═══ RECORDS SUPPLIED

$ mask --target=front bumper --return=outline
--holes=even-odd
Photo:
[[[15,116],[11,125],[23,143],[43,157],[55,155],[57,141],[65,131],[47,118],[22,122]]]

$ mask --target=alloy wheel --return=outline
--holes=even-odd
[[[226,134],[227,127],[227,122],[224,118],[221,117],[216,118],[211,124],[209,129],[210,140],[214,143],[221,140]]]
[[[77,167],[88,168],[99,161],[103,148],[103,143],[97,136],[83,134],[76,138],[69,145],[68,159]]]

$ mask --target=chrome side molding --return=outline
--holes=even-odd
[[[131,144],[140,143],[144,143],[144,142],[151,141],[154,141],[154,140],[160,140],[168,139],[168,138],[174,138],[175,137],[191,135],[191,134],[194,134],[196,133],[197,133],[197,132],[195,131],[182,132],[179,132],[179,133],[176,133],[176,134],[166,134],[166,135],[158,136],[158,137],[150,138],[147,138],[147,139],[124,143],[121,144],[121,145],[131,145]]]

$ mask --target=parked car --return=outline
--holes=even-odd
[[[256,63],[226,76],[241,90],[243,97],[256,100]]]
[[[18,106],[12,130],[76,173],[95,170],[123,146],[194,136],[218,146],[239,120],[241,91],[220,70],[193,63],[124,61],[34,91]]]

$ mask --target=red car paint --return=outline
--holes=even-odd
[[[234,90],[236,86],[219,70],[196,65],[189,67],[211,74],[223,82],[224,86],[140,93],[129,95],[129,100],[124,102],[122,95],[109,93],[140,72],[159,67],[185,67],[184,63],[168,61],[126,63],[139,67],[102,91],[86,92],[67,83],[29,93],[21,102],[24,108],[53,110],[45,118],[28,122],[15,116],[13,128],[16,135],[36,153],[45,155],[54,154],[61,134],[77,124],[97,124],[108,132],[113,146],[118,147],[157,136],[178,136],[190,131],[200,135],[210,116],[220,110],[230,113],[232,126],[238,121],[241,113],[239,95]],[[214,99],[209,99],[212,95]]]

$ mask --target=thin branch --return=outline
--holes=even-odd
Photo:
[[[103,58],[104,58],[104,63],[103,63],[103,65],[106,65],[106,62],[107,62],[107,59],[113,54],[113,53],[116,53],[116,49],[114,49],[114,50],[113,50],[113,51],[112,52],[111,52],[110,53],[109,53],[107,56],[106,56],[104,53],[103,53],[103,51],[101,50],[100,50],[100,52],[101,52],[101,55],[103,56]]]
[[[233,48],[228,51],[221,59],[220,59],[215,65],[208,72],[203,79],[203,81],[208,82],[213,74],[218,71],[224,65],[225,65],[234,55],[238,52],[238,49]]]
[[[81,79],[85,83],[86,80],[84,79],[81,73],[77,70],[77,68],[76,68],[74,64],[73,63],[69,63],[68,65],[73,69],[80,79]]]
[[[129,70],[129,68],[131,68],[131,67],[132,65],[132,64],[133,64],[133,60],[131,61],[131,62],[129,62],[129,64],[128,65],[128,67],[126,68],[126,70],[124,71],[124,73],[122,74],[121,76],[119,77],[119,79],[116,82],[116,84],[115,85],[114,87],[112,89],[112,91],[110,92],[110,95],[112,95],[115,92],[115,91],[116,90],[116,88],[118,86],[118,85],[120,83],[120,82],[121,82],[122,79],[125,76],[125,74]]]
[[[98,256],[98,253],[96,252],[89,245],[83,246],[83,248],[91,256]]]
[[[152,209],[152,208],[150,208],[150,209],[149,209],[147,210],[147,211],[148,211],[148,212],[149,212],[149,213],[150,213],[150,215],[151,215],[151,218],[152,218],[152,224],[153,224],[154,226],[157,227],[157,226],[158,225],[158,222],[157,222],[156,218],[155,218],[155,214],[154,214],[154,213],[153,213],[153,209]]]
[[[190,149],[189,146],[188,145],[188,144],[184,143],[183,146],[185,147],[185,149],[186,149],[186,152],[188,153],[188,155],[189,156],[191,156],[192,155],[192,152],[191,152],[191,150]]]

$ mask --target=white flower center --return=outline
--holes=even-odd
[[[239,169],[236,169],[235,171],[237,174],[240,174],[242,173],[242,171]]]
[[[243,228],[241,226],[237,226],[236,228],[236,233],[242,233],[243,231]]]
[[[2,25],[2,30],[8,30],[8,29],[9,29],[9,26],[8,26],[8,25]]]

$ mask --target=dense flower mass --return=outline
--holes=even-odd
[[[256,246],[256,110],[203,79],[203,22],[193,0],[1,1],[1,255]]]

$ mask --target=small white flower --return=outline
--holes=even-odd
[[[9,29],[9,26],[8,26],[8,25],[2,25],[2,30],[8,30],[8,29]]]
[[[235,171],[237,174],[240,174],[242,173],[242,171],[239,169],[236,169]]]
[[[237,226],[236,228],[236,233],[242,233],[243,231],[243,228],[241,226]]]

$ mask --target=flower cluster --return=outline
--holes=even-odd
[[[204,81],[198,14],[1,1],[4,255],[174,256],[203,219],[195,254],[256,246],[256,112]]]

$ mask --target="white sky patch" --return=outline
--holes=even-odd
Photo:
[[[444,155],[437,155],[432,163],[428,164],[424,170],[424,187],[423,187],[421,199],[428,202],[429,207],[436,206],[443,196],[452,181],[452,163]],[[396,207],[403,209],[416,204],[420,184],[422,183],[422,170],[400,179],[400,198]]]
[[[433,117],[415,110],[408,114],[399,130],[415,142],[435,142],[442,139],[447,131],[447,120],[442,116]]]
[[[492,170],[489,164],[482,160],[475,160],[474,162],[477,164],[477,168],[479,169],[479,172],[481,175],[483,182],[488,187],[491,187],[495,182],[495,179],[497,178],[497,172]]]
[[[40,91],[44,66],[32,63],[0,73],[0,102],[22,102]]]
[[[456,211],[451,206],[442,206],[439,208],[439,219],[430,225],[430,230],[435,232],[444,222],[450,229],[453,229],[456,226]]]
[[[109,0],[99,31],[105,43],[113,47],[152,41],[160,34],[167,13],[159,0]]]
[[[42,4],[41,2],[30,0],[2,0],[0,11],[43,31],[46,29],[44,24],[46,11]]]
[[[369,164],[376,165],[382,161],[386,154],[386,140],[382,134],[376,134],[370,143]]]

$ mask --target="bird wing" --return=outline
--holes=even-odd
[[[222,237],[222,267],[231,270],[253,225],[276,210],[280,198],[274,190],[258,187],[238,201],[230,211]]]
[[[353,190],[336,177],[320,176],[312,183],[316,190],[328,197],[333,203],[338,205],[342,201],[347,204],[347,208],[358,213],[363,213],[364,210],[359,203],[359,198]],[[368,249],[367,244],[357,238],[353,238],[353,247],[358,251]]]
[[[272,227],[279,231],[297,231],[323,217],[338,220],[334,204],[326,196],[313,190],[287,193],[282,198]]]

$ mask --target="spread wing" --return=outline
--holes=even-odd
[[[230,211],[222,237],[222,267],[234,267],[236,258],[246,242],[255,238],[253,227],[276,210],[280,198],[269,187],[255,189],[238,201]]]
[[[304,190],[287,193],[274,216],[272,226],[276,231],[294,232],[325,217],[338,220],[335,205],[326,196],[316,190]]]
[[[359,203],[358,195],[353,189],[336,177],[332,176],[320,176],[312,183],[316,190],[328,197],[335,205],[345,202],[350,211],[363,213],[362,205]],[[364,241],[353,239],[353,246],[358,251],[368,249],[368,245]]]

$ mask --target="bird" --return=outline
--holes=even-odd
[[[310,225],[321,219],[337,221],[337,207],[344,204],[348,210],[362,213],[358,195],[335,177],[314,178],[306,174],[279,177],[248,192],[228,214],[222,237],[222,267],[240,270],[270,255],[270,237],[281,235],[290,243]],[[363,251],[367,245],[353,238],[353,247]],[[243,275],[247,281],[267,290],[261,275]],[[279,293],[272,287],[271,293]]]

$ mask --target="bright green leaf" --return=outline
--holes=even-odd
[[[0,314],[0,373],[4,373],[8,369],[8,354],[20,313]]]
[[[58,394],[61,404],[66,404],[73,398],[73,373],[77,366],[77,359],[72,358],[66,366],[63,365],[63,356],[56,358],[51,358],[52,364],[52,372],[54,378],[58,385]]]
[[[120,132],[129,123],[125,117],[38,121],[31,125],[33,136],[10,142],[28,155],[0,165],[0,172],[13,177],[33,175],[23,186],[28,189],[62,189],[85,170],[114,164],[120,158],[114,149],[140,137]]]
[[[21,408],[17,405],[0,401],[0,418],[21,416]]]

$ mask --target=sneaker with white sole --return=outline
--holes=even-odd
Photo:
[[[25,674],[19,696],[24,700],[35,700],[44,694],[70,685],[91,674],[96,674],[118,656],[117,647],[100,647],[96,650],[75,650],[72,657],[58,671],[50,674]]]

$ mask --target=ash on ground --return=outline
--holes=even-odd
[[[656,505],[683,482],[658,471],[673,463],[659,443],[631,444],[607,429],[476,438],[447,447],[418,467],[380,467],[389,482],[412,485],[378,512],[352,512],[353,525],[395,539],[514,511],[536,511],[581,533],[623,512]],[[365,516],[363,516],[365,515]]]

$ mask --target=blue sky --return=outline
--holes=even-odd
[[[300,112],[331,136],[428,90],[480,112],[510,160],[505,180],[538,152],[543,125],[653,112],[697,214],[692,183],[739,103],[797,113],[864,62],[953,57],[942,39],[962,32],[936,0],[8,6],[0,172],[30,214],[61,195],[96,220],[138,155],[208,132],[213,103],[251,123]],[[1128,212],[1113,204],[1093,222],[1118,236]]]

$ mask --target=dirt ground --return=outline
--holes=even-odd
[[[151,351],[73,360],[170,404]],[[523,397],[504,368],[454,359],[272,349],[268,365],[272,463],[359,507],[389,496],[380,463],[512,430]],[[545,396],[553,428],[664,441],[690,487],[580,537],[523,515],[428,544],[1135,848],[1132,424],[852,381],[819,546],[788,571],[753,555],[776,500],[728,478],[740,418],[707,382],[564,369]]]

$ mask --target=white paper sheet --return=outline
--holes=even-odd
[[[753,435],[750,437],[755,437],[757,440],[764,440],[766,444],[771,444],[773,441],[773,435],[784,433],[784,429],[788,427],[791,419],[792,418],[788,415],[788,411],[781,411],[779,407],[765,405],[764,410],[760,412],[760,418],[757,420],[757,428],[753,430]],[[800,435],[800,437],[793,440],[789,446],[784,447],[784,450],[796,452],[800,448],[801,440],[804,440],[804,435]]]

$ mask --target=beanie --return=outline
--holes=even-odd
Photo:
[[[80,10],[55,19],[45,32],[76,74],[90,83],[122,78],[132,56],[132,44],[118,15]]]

══════

*PROBLEM*
Quote each line of the material above that contains the word "bird".

*WRITTEN ANSWER*
$ mask --target="bird wing" --return=outline
$ mask --target="bird" --return=outline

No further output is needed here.